TASK TO COMPLETE ->
Retype all the records with nothing changed.

(Natural language region descriptions)

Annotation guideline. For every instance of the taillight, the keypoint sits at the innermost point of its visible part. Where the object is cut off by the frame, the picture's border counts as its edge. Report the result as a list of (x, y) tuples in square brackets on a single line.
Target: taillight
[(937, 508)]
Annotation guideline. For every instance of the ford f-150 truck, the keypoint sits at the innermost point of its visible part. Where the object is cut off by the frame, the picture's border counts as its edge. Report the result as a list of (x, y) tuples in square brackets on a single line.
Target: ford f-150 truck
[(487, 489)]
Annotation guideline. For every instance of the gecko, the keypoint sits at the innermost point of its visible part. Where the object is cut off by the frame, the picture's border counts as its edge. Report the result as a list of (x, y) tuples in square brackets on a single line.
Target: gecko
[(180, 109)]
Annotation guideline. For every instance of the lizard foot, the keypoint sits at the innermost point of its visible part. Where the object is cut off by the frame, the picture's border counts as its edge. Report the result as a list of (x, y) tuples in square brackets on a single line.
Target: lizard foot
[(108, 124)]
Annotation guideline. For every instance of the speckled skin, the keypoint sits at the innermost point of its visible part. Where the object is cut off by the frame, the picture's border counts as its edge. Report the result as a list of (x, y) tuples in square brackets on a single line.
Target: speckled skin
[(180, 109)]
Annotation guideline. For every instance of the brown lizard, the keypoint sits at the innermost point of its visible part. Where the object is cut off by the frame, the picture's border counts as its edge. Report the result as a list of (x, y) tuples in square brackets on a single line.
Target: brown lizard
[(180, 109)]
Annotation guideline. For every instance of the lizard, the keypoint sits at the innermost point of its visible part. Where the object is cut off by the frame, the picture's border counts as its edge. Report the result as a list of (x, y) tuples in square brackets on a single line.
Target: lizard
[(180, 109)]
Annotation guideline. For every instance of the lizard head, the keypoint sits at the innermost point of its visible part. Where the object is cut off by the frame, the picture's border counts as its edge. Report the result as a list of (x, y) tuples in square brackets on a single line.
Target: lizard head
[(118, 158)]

REPLY ->
Annotation guideline. For every instance of the taillight, the keypoint sits at the innermost point of its visible part. Where the object is cut off by the frame, the picture's border counts as its edge. Report the result as a list of (x, y) tuples in square brackets on a single line.
Target: taillight
[(937, 508)]
Annotation guideline. For every instance of the ford f-150 truck, the keypoint sits at the innermost point of its visible part. Where the object is cut off by the frame, the picture's border counts as its edge. Report the result as a list of (x, y) tuples in square brackets on a single line.
Target: ford f-150 truck
[(487, 489)]
Annotation guideline. For every instance of the gecko, the keypoint sits at the innermost point of its visible part. Where the object is cut off by the frame, the picture's border counts as its edge. Report the result as a list of (x, y) tuples in square brackets on a single line.
Target: gecko
[(180, 109)]
Annotation guideline. For every instance of the lizard foot, the keypoint sits at the innermost point of its visible part. Where the object is cut off by the frame, the picture's border counts as its edge. Report the result as a list of (x, y) tuples in square brackets on a single line.
Target: lizard foot
[(108, 124)]
Annotation guideline. For every instance of the speckled skin, the keypoint sits at the innermost point of its visible part. Where the object is cut off by the frame, the picture's border counts as its edge. Report the result as a list of (x, y) tuples in square brackets on a single line.
Target: speckled skin
[(180, 109)]
Annotation guideline. For every instance of the brown lizard, the keypoint sits at the innermost point of its visible part. Where the object is cut off by the frame, the picture's border counts as its edge. Report the result as a list of (x, y) tuples in square brackets on a single line.
Target: brown lizard
[(180, 109)]
Annotation guideline. For every instance of the lizard, the keypoint sits at the innermost point of its visible part. Where the object is cut off by the frame, the picture's border counts as its edge. Report the result as a list of (x, y) tuples in square brackets on a single line.
Target: lizard
[(180, 109)]
Annotation guideline. For every instance of the lizard head, the keypoint sits at the innermost point of its visible part. Where the object is cut off by the frame, the picture's border counts as its edge. Report the result as a list of (x, y) tuples in square brackets on a single line.
Target: lizard head
[(118, 158)]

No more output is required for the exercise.